Passage choisi -
Le blog pédagogique ouvre pour la troisième fois ses
pages à notre collègue Amor Bennour ,
Inspecteur général et Directeur de l’Inspection générale depuis sa création au début des années quatre
vingt dix contribuant à la mise en place de cette noble institution, pour poursuivre ses réflexions
sur les réformes éducatives (A propos de la réforme du système éducatif et A propos de le réforme éducative : les références juridiques)
et pour parler cette fois des références pédagogiques des réformes .
Nous remercions Si
Amor pour ses contributions et nous serons toujours heureux de lui ouvrir les
pages du blog pédagogiques ; nous souhaitons que
d’autres collègues suivent l’exemple de Si Amor
pour enrichir la scène nationale
de leurs expériences, le blog pédagogique leur est toujours ouvert.
Hédi Bouhouch et Mongi Akrout
Introduction
Nous
avons vu, dans une précédente note, les références juridiques qui déterminent
l’action éducative, en insistant sur les réformes éducatives, pour terminer par
les principaux objectifs du 11ème plan du développement de
l’éducation qui a été arrêté par la révolution.
Et avant
de poursuivre, dans cette note, l’étude
des références pédagogiques sur lesquelles s’appuie l’acte éducatif, il serait
bon de préciser que les principes que nous évoquons sont des principes
universels, et ils sont loin d’être spécifiques à notre système éducatif, mais
nous les partageons avec d’autres
systèmes éducatifs.

Liste des données -
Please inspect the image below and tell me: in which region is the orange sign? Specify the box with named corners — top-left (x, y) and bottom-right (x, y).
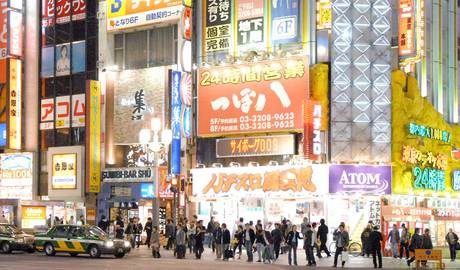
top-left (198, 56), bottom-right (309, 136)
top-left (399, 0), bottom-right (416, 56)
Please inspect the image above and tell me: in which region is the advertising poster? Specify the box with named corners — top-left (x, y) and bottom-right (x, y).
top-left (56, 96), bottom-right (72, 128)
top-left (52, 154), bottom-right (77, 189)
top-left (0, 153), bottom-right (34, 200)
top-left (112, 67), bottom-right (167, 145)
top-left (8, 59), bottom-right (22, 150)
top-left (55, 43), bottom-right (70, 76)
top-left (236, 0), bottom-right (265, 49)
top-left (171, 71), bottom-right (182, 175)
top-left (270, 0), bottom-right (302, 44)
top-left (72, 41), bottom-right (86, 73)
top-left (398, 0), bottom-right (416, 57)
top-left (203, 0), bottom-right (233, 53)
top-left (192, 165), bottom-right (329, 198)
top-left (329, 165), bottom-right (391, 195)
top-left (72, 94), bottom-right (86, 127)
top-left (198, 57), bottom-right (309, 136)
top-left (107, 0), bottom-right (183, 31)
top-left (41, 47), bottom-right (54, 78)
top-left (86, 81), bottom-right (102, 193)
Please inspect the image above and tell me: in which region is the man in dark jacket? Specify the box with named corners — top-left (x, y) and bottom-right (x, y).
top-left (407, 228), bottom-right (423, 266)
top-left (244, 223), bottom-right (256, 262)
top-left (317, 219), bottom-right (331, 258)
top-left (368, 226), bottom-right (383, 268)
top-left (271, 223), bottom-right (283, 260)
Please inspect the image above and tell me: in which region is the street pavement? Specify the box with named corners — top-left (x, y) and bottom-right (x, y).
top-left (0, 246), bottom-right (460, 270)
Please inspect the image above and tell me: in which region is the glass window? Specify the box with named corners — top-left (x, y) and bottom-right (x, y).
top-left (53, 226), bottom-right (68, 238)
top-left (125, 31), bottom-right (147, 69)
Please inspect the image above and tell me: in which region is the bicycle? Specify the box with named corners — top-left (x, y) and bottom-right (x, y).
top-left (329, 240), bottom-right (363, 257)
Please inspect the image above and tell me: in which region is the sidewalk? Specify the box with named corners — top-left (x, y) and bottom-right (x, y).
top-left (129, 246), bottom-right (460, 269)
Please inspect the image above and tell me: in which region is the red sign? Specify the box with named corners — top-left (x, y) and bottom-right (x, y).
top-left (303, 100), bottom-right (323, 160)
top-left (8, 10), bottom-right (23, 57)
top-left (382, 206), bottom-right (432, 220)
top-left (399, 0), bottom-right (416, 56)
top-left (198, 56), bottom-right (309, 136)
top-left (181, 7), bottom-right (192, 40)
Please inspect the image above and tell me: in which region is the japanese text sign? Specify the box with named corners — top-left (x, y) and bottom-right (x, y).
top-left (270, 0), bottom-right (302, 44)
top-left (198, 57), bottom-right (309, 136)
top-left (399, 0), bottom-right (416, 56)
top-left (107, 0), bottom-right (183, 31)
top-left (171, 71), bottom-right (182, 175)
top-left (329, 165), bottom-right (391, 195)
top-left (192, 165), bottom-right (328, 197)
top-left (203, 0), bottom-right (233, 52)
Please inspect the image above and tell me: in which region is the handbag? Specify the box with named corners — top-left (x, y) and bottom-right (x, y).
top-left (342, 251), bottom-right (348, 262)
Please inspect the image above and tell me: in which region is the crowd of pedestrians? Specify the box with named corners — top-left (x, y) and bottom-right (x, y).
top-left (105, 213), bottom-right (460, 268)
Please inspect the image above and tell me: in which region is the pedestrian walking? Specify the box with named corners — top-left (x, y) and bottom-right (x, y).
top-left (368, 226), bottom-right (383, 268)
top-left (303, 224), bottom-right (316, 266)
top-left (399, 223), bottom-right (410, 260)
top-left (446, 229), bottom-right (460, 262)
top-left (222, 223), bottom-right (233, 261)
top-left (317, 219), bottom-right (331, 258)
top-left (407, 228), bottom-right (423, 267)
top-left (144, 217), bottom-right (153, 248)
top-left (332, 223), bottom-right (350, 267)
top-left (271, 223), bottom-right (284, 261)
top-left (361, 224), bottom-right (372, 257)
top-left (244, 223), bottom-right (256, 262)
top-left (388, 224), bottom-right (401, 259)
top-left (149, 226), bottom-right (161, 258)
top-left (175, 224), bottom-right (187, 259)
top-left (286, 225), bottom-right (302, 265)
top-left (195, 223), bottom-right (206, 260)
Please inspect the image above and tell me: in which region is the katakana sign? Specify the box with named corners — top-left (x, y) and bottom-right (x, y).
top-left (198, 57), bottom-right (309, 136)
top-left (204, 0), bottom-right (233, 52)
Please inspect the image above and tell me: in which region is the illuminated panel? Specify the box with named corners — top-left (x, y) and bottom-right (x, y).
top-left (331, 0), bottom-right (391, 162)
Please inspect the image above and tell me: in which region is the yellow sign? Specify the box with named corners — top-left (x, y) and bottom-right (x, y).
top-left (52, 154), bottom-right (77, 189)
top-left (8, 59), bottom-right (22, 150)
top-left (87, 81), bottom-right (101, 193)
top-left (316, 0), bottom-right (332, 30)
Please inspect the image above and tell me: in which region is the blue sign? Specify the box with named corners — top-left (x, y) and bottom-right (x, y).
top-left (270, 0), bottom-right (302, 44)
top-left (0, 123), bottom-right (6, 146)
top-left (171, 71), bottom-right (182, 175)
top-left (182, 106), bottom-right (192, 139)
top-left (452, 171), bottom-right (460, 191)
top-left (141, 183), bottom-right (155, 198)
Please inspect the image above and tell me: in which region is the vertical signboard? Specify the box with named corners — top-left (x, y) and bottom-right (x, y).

Objectif 1 - D'après le passage sur les réformes éducatives, dans quel but Hédi Bouhouch et Mongi Akrout souhaitent-ils que d'autres collègues suivent l'exemple de Si Amor ?
Objectif 2 - Selon le passage sur les réformes éducatives, à quel moment l'Inspection générale a-t-elle été créée ?
Objectif 3 - Reprenez le passage sur les réformes éducatives à la suite de sa dernière phrase.

Résultat 1 - Ils le souhaitent pour que ces collègues enrichissent la scène nationale de leurs expériences, le blog pédagogique leur étant toujours ouvert.

Résultat 2 - Au début des années quatre-vingt-dix.

Résultat 3 -
Prenons, par exemple, le principe de
« l’éducation est une priorité nationale absolue », ou encore celui
qui déclare que « l’élève est au centre de l’action éducative »,
nous les retrouvons dans la loi d’orientation française, plus connu sous le nom
de la « loi Jospin » de 1989[1] ;
la première phrase de l’article premier de la dite loi dit ceci :« L’éducation
est la première priorité nationale » ; on retrouve aussi presque la
même similitude à propos de la place de
l’élève ou de l’étudiant, où il est dit : « Le service public de
l’éducation est conçu et organisé en fonction des élèves et des
étudiants » ; « Les
élèves et les étudiants élaborent leur projet d’orientation scolaire,
universitaire et professionnelle, en fonction de leurs aspirations et de leurs
capacités, avec l’aide des parents, des enseignants, des personnels
d’orientation et des professionnels compétents. Les administrations concernées,
les collectivités territoriales, les entreprises et les associations y
contribuent. »
Dans la
loi marocaine, « la charte nationale d’ éducation et de formation »,[2]
on lit dans l’article 21 ceci :
« Le secteur de l'éducation et de la formation est érigé, en première
priorité nationale, après l'intégrité territoriale » . L’article 6 dit
que « La réforme de l'éducation
et de la formation place l’apprenant, en général, et l'enfant en particulier,
au centre de la réflexion et de l'action pédagogiques ».
Ces deux
exemples sont la preuve que les principes qu’on a cités étaient devenus des
principes universels, partagés par les systèmes éducatifs qui aspirent au
progrès, et regardent vers l’avenir et croient au rôle de l’école.
Les références pédagogiques
1.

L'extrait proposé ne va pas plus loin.